[Supplied text]:
Meanwhile, John Lennon (and Yoko) were getting into bags and stuff and before you could say '67 there were riots in Paris. Still not much of the mod inn sight? I realise I must have encountered the later embodiment. By this time my hippiedom was growing alongside my familial milieu, that of motorcyclist - rocker - or grebo/grease as the mods called us. These mods danced to pop, transformed into skinheads and suedes and physically attacked coloured immigrants. It was the hippies and biker/hippies (when the latter weren't engineering students) who read Kerouac, watched Easy Rider, imported Quicksilver Messenger records and so forth.

OZ and IT magazines appeared along with local periodicals that confronted societal issues. I for one thought the dream, the big idea, were coming true but then I'm just naiive and see good in people... Funny though, my parents (perhaps prudish) religious values caused me to think all the sweaary poets and authors were rather OTT. OK we get it. But old stuffy suit won't respond favourably to shit throwing.

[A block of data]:
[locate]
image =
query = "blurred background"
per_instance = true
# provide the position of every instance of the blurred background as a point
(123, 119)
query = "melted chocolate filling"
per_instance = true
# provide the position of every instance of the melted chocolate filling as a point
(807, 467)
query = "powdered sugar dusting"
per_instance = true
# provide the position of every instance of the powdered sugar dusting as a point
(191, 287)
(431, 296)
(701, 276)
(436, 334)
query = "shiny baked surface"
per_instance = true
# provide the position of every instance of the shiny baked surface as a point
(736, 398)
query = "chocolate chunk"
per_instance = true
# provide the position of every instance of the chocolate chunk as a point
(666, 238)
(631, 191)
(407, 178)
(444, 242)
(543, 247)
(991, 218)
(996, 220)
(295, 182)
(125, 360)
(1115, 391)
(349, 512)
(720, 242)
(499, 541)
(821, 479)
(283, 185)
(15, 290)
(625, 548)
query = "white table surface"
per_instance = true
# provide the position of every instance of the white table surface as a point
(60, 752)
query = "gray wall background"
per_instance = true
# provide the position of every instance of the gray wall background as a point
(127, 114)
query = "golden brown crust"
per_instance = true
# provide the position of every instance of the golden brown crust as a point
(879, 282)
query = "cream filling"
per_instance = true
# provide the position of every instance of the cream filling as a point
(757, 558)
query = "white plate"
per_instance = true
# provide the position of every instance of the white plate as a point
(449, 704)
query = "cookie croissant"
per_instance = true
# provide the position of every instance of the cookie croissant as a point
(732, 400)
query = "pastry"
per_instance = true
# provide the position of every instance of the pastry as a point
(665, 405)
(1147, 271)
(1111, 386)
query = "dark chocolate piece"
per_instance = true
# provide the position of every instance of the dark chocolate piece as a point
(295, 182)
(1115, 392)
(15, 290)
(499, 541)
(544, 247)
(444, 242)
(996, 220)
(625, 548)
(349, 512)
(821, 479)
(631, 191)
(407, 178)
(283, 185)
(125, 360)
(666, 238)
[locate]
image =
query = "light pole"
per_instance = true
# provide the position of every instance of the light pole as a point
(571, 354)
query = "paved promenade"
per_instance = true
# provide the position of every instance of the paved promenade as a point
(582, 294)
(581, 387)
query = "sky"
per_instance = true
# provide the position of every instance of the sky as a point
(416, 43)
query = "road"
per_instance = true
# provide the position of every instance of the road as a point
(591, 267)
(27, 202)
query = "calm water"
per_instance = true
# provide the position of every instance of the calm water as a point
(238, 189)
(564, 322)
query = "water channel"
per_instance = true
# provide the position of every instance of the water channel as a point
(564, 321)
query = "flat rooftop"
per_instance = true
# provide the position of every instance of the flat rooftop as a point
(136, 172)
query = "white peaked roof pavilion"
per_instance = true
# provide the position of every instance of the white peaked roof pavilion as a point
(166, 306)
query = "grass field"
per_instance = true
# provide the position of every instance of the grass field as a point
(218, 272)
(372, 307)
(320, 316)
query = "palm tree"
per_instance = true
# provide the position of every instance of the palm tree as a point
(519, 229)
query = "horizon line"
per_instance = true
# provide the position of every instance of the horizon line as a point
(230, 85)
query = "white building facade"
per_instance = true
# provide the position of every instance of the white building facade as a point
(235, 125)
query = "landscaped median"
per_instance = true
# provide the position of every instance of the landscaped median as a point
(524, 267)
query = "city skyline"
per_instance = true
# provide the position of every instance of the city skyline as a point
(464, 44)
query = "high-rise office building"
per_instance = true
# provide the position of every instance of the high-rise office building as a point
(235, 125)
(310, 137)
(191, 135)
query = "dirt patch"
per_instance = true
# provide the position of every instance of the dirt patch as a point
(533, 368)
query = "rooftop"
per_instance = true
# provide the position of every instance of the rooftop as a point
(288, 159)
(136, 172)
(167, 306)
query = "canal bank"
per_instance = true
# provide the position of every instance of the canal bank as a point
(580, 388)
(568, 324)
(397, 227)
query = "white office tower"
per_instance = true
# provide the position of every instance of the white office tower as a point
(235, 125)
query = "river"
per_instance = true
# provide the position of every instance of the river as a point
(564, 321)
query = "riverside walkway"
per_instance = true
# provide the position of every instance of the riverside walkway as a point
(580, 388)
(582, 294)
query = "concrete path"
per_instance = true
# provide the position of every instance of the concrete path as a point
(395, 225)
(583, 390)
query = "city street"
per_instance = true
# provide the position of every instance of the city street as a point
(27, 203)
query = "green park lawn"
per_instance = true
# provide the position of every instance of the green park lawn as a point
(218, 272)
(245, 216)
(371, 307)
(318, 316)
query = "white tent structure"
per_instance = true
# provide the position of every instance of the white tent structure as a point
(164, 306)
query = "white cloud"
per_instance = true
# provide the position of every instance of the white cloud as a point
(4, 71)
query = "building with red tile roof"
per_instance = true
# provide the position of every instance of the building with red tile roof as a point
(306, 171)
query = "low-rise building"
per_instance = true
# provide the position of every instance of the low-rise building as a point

[Complete the following]:
1. Which two magazines does the passage on mods and hippies say appeared?
2. Repeat the portion of the passage on mods and hippies starting at "OZ and IT magazines" and ending at "to shit throwing.".

[Answer set]:
1. OZ and IT.

2.
OZ and IT magazines appeared along with local periodicals that confronted societal issues. I for one thought the dream, the big idea, were coming true but then I'm just naiive and see good in people... Funny though, my parents (perhaps prudish) religious values caused me to think all the sweaary poets and authors were rather OTT. OK we get it. But old stuffy suit won't respond favourably to shit throwing.